Como toda a pedra de alvenaria, esta devia ser colocada segundo o leito de pedreira, de modo a melhor resistir às cargas suportadas. Terminado o enchimento, nivelavam-se os alicerces. Este ensoleiramento consistia no “assentamento de pequenas lages de cantaria espaçadas e de largura inferior à grossura da parede, dispostas por forma a sobre elas se marcar o alinhamento das fachadas” (Pinho, 2000). De acordo com a memória descritiva, a estrutura é em "cimento armado" assim como as paredes interiores (Júnior, 1914) - sendo estas inicialmente revestidas a estuque. O mesmo documento indica especificações sobre as lages de pavimento do piso superior e da cobertura: a primeira foi executada em várias placas e a última numa só peça (idem).

As paredes exteriores são do tipo misto, de alvenaria ordinária argamassada a cal e areia “ao traço de 1 de cal a matto para 2 de areia” (Júnior, 1914), com uso de tijolos nos enxalços dos vãos e revestidas exteriormente por um forro de cantaria em lioz.

A alvenaria ordinária era constituída por pedra irregular assente em argamassa. Começava-se por escolher as pedras cujas formas melhor se ajustam umas às outras. As pedras eram limpas, desbastadas na estância, lavadas, colocadas sobre esta e batidas para que a argamassa refluisse; deviam ficar equilibradas naturalmente. Os blocos pétreos eram colocados com a cauda ao longo da parede e com o maior leito para baixo, de modo a aumentar a superfície de apoio. Nunca deveriam ser calçadas por pedra miúda, pois esta apenas servia para preencher os espaços vazios deixados pelas pedras de maiores dimensões. A esta acção dava-se o nome de maciçar a parede. De tanto em quanto colocavam-se pedras de maior cauda, dispostas no sentido perpendicular à parede de modo a funcionarem como travadouros.

* [Registos de dados]:

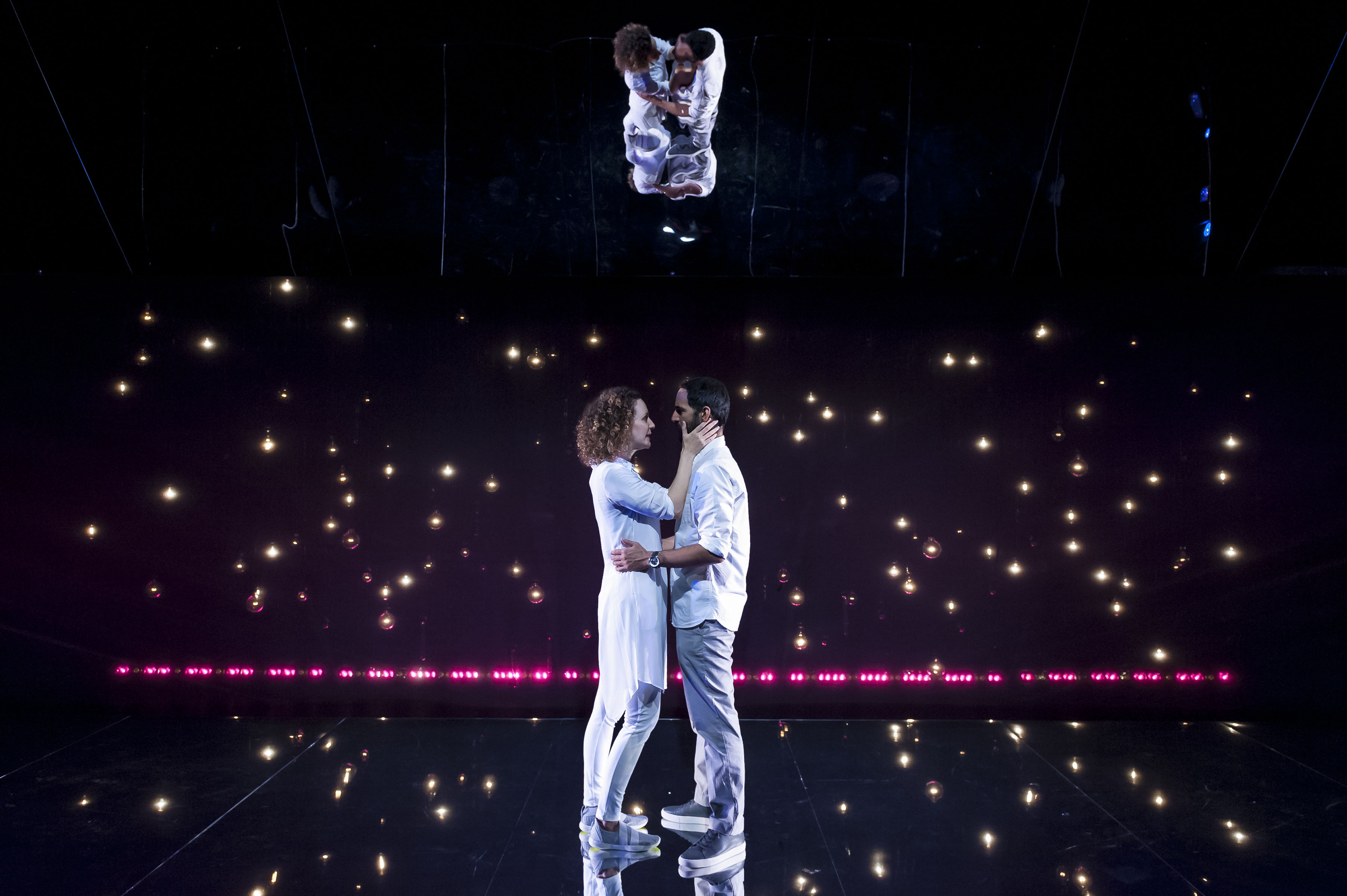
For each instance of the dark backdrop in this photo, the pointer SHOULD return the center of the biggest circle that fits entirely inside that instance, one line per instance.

==

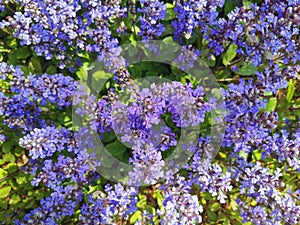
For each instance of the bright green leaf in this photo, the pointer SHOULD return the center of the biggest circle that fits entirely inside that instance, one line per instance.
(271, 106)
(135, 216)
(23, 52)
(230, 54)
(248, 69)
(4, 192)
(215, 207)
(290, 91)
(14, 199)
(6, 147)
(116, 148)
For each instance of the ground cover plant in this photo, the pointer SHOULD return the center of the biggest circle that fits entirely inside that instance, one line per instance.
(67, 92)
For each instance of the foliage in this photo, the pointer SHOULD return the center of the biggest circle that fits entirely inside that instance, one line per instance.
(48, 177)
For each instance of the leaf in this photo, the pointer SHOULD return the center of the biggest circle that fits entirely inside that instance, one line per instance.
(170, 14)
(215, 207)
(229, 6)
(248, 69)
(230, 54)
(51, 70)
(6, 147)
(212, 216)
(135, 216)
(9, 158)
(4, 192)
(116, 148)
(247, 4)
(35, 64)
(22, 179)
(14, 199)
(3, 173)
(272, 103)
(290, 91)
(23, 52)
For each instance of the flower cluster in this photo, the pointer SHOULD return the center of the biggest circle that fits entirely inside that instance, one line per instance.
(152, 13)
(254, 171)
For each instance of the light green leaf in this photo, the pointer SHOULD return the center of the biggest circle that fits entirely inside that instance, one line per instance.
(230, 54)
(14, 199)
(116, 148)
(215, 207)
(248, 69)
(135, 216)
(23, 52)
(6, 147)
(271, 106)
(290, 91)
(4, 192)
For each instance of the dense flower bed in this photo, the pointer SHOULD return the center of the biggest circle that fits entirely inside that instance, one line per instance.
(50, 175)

* [Complete o seguinte]:
1. Segundo o texto sobre alvenaria, com que material eram revestidas exteriormente as paredes exteriores?
2. Prossiga, por favor, o texto sobre alvenaria a partir da sua última frase.

* [Respostas esperadas]:
1. Com um forro de cantaria em lioz.

2.
Era desaconselhado deixar os paramentos da parede muito regulares, o que dificultaria a presa das argamassas de reboco e de colocação do forro de cantaria. Deduz-se que os paramentos interiores eram acabados a estuque tal como as divisões interiores, atendendo ao referido na memória descritiva: “As divisões interiores serão de cimento armado revestidas por estuque” (Júnior, 1914).

À semelhança do que em geral, mesmo na actualidade, se aplica nas comuns construções de betão armado, a regularização do paramento de alvenaria era efectuada por três camadas de argamassa antes de ser acabado a estuque.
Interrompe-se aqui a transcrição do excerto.